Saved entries
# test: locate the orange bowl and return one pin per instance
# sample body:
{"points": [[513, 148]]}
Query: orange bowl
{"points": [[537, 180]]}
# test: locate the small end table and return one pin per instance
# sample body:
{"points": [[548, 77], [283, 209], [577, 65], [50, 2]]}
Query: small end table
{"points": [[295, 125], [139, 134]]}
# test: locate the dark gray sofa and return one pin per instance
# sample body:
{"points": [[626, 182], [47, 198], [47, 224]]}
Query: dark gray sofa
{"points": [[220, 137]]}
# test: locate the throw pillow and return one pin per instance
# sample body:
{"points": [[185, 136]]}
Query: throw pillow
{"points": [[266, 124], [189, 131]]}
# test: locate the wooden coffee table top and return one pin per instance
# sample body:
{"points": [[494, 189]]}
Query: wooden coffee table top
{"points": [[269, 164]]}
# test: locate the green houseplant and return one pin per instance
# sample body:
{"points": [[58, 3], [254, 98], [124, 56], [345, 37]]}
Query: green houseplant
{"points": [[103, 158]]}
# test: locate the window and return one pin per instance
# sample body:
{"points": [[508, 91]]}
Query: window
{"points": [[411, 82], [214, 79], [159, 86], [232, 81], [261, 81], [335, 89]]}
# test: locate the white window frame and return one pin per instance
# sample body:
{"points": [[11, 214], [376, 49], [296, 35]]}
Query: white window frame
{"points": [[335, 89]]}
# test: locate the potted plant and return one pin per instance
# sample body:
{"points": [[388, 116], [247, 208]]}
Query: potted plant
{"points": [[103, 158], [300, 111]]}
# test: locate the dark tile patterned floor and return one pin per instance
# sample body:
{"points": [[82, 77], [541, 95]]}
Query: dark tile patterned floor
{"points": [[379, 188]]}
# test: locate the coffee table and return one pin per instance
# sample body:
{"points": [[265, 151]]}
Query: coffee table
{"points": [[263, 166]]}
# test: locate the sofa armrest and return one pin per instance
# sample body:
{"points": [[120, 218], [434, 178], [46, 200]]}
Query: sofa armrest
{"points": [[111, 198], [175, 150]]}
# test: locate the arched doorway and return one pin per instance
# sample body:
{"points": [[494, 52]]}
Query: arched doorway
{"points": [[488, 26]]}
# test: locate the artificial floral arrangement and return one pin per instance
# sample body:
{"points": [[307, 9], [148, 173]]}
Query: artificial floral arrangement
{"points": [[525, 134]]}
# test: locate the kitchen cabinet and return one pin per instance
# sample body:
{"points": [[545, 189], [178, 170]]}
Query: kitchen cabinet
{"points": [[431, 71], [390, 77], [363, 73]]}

## The task
Give back all the records above exactly as they were written.

## Exercise solution
# test: locate the orange bowl and return one pin per instance
# sample body:
{"points": [[513, 148]]}
Query: orange bowl
{"points": [[537, 180]]}
# test: locate the small end table and return one pin per instance
# sample body:
{"points": [[548, 77], [283, 209], [577, 65], [50, 2]]}
Query: small end table
{"points": [[295, 125], [139, 134]]}
# test: locate the dark gray sofa and return one pin per instance
# sample body:
{"points": [[626, 182], [47, 198], [47, 224]]}
Query: dark gray sofa
{"points": [[220, 137]]}
# test: locate the throw pillow and return one pin per instance
# sample body:
{"points": [[185, 136]]}
Query: throw pillow
{"points": [[266, 124], [189, 131]]}
# test: locate the wooden coffee table top and return one pin per instance
# sample body:
{"points": [[494, 189]]}
Query: wooden coffee table top
{"points": [[269, 164]]}
# test: locate the green houseplant and return one pin per instance
# sample body:
{"points": [[58, 3], [254, 98], [124, 56], [345, 37]]}
Query: green houseplant
{"points": [[103, 158]]}
# test: locate the window and return one pin per instance
# sample body:
{"points": [[508, 91]]}
Query: window
{"points": [[411, 82], [214, 79], [159, 86], [232, 81], [261, 81], [335, 89]]}
# test: locate the white window frame and return one pin per instance
# sample body:
{"points": [[11, 214], [376, 49], [296, 35]]}
Query: white window frame
{"points": [[335, 89]]}
# test: locate the potted plant and return one pin per instance
# sample body:
{"points": [[388, 116], [247, 208]]}
Query: potted plant
{"points": [[103, 158], [300, 111]]}
# test: locate the dark tile patterned floor and return one pin per instance
# sample body:
{"points": [[82, 77], [541, 95]]}
Query: dark tile patterned floor
{"points": [[379, 188]]}
# test: locate the coffee table and return one pin per instance
# sample body:
{"points": [[265, 151]]}
Query: coffee table
{"points": [[263, 166]]}
# test: locate the sofa armrest and return one pin per instance
# sample body:
{"points": [[120, 218], [434, 178], [46, 200]]}
Query: sofa armrest
{"points": [[111, 198], [175, 150]]}
# test: locate the arched doorway and return one pin per instance
# sample body:
{"points": [[494, 52]]}
Query: arched doorway
{"points": [[488, 26]]}
# test: locate the artificial floral arrangement and return one pin per instance
# sample body:
{"points": [[307, 9], [148, 173]]}
Query: artificial floral arrangement
{"points": [[525, 134]]}
# test: locate the kitchen cabinet and return one pin per instance
# sample body:
{"points": [[545, 189], [178, 170]]}
Query: kitchen cabinet
{"points": [[431, 71], [390, 77], [363, 73]]}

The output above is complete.